WHAT NEEDS TO BE DONE – The line containing "Target: parking lot" and every line after it, through the end of the records below: repeat them exactly, nothing more.

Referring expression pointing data
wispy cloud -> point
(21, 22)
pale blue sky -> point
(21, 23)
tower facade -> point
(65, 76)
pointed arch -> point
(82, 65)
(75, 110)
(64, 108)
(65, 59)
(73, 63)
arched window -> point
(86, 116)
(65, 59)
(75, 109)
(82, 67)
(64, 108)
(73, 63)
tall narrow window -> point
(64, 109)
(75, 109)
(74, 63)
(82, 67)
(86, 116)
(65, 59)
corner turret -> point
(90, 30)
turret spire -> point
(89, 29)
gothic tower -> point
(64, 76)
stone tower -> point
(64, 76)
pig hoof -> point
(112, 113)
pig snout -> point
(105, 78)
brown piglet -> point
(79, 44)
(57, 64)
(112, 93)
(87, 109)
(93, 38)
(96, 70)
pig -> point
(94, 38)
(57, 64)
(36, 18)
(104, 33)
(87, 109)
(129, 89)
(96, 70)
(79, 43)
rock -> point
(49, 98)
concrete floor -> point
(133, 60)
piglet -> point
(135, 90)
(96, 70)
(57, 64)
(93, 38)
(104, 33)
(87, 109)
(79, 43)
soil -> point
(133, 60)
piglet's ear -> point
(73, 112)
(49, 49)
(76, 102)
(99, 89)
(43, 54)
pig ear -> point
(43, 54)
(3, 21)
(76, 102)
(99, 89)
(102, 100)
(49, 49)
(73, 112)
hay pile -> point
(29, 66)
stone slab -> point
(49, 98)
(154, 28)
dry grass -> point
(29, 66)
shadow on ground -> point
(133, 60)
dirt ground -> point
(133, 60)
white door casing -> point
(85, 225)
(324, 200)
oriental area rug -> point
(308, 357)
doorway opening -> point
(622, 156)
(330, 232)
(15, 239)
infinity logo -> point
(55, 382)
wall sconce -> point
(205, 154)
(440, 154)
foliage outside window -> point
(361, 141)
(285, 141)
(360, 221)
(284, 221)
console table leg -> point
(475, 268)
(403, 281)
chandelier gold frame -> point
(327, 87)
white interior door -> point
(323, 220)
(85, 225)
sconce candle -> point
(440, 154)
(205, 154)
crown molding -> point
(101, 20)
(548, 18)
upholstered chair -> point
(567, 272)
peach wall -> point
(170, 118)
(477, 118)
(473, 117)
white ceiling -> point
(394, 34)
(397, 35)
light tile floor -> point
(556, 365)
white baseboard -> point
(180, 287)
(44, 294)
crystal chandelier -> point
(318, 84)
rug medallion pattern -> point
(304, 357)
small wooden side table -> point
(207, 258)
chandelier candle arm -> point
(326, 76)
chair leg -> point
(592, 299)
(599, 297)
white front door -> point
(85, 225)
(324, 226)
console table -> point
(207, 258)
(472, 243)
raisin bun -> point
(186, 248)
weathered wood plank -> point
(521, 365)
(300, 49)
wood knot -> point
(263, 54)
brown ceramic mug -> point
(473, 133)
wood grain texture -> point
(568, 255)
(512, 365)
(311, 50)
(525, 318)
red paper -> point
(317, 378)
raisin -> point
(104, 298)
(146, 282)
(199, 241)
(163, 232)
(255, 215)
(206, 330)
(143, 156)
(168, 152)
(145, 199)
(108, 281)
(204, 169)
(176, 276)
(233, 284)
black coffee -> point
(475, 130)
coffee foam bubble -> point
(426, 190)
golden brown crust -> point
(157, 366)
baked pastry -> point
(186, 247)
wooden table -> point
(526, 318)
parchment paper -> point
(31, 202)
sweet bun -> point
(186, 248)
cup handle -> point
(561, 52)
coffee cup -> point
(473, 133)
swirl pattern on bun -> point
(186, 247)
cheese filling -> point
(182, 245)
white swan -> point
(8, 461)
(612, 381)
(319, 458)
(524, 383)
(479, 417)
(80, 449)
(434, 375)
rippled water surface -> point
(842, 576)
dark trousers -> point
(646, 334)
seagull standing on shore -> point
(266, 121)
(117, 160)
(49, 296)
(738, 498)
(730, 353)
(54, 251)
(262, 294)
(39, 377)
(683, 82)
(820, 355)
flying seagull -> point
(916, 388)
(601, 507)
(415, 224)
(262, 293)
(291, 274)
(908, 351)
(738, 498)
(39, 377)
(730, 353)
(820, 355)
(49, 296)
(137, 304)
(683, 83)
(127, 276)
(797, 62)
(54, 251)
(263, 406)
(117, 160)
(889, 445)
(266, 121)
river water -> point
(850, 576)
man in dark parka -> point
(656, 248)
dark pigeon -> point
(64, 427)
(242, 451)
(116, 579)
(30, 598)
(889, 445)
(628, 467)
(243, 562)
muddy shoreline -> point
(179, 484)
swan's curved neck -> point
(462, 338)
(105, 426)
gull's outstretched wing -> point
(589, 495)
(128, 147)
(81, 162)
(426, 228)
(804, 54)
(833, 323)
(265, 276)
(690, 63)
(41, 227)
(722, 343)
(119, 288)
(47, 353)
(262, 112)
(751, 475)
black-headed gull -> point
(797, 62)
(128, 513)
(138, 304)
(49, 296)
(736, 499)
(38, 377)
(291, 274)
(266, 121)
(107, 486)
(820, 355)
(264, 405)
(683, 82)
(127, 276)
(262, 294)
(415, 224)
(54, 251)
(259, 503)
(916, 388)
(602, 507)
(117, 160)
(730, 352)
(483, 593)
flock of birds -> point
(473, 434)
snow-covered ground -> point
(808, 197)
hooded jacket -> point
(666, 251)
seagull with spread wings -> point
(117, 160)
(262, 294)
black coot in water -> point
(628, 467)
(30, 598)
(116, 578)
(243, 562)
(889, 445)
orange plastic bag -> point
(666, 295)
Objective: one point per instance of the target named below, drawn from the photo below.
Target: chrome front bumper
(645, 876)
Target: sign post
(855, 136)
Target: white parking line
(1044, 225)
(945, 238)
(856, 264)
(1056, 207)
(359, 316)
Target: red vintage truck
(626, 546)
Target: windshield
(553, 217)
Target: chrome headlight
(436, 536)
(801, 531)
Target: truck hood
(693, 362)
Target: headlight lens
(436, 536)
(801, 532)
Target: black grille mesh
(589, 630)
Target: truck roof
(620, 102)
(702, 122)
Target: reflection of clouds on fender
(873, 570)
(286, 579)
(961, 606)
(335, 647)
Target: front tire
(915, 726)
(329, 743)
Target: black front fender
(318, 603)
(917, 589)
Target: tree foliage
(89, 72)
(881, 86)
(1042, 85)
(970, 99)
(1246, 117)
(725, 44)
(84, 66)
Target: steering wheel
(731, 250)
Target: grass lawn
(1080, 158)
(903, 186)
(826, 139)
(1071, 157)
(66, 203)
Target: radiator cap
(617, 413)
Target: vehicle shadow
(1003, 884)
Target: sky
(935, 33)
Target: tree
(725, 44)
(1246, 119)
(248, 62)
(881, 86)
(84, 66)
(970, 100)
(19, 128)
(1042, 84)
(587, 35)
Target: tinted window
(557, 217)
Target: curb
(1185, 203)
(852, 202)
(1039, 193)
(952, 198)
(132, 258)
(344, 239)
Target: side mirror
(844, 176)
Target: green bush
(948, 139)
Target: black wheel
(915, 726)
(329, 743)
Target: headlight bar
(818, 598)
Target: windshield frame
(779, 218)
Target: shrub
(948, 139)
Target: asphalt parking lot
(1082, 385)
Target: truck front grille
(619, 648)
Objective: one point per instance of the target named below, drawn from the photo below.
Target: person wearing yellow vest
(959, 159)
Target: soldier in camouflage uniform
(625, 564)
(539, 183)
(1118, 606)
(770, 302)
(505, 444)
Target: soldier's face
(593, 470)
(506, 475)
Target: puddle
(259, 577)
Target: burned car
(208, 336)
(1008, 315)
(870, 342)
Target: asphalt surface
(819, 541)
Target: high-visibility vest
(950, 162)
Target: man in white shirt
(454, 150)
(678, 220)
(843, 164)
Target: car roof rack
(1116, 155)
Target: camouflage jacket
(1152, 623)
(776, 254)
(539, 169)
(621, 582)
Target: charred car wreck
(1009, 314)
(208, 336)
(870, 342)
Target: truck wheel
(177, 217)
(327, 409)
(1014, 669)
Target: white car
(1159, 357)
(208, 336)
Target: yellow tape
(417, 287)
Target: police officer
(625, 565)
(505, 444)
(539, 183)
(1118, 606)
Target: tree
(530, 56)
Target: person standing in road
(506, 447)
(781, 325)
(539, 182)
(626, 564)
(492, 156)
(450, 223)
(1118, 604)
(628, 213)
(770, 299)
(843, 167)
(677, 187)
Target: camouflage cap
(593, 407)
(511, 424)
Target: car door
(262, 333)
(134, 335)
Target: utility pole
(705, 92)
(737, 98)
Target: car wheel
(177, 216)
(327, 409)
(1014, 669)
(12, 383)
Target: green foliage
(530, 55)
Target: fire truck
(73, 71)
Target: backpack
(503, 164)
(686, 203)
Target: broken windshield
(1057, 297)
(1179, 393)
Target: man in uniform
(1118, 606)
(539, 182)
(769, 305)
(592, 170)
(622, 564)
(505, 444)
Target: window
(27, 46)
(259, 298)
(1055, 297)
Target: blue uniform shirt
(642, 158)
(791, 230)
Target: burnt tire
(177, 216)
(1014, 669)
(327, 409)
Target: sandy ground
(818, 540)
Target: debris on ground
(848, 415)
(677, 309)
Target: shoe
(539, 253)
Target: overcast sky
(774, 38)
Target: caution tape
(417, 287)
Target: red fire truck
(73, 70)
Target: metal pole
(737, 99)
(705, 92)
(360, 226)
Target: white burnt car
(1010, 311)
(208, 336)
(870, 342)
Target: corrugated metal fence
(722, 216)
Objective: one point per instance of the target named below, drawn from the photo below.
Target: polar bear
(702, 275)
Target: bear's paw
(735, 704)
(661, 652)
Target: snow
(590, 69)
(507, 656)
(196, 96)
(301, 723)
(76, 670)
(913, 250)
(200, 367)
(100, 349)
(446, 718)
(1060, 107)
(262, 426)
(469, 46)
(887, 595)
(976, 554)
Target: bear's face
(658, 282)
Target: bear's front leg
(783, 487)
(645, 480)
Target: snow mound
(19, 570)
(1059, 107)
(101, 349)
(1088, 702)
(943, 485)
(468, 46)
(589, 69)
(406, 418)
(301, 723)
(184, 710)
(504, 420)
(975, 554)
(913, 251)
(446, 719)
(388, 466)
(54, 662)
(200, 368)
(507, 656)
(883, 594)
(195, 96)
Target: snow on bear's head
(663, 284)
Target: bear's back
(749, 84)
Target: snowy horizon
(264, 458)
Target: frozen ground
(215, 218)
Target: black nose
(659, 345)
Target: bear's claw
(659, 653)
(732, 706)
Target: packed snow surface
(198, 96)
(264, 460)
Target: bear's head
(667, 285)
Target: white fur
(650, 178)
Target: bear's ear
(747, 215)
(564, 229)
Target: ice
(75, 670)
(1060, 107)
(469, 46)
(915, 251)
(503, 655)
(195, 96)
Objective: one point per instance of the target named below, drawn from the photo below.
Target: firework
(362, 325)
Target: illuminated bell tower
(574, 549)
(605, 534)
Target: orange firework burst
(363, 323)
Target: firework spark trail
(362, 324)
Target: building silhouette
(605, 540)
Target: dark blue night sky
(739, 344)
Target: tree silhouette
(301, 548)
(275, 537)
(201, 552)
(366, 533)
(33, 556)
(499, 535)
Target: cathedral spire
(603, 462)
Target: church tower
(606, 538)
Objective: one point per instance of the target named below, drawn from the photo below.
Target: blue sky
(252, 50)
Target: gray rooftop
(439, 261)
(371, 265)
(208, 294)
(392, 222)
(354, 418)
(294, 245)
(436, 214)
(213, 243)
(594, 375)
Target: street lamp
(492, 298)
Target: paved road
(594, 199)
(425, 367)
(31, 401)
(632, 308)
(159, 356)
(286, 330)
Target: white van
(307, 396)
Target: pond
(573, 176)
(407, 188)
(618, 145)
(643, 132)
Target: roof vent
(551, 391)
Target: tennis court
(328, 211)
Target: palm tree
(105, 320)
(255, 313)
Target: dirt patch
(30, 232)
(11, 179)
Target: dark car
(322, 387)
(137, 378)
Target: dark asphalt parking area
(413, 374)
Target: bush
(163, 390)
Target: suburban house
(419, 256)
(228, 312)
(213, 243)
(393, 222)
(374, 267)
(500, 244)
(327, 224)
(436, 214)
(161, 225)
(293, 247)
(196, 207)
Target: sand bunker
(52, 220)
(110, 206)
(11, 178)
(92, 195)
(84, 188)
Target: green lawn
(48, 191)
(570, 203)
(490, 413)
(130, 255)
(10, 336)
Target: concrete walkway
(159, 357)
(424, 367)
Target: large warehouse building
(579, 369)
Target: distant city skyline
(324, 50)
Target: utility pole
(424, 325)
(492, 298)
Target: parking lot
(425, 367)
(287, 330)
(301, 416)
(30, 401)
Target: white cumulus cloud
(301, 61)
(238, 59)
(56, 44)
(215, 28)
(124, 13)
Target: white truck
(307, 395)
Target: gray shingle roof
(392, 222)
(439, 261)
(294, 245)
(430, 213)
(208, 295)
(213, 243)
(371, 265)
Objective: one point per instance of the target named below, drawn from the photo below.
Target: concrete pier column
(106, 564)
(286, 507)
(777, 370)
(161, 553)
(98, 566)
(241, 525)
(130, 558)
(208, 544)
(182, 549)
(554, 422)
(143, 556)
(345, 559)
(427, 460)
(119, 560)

ANSWER SECTION –
Target: parking lot
(425, 367)
(287, 330)
(301, 416)
(30, 401)
Target: white cumulus cloud
(301, 61)
(238, 59)
(56, 44)
(215, 28)
(124, 13)
Target: white truck
(307, 395)
Target: gray shingle roof
(392, 222)
(439, 261)
(294, 245)
(430, 213)
(208, 295)
(213, 243)
(371, 265)
Objective: one point per instance of the target named below, drawn from the photo below.
Target: concrete pier column
(106, 564)
(286, 507)
(777, 370)
(161, 553)
(98, 566)
(241, 525)
(130, 558)
(208, 544)
(182, 549)
(554, 422)
(143, 556)
(345, 559)
(427, 460)
(119, 560)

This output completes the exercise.